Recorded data
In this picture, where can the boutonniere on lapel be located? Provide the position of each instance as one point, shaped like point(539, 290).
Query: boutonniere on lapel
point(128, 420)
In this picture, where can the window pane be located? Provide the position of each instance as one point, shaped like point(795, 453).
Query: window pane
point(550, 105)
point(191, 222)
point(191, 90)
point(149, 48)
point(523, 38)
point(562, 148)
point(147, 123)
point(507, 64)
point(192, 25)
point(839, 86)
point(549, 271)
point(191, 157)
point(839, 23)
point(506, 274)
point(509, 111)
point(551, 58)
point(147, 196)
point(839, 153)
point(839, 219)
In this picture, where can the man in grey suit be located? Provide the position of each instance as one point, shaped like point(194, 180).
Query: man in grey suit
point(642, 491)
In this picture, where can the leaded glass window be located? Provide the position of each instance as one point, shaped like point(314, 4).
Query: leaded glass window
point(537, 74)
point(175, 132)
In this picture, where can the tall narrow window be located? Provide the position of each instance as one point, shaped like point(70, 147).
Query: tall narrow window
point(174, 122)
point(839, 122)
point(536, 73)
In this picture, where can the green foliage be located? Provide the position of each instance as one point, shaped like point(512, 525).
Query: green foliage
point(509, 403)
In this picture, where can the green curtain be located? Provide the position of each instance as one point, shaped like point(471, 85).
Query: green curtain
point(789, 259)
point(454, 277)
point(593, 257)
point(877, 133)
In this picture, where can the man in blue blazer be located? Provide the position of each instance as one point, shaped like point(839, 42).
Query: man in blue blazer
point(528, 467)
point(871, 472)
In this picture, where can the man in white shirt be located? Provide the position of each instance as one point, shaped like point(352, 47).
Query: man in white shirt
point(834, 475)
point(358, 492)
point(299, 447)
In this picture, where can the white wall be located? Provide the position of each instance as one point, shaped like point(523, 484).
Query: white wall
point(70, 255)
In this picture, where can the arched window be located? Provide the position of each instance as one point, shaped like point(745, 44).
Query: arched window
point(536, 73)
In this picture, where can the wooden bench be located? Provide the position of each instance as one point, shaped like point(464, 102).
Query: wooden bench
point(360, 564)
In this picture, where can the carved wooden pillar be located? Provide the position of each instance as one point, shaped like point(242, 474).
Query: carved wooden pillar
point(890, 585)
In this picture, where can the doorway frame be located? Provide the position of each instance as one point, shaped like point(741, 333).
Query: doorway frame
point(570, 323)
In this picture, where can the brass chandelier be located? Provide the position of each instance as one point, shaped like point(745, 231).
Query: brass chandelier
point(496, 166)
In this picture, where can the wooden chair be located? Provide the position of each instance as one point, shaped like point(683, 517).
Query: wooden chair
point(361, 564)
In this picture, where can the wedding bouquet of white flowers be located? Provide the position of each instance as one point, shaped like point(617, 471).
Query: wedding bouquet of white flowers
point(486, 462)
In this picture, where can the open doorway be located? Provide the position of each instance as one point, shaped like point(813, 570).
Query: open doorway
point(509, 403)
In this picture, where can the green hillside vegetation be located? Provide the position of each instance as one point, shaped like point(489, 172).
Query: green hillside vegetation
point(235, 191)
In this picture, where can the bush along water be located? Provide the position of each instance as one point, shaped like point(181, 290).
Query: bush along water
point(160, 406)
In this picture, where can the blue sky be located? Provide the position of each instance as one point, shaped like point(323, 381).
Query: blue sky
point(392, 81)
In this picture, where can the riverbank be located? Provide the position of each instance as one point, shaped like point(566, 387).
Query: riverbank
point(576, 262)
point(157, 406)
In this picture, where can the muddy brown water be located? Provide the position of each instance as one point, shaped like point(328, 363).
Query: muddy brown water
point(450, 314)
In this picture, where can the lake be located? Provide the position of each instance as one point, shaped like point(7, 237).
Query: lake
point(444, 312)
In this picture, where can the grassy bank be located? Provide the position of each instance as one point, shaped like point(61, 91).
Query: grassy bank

_EXERCISE DETAILS_
Going through the records above line by line, tally those with the word "grassy" and answer with the number only.

_SOLUTION TO THIS PROBLEM_
2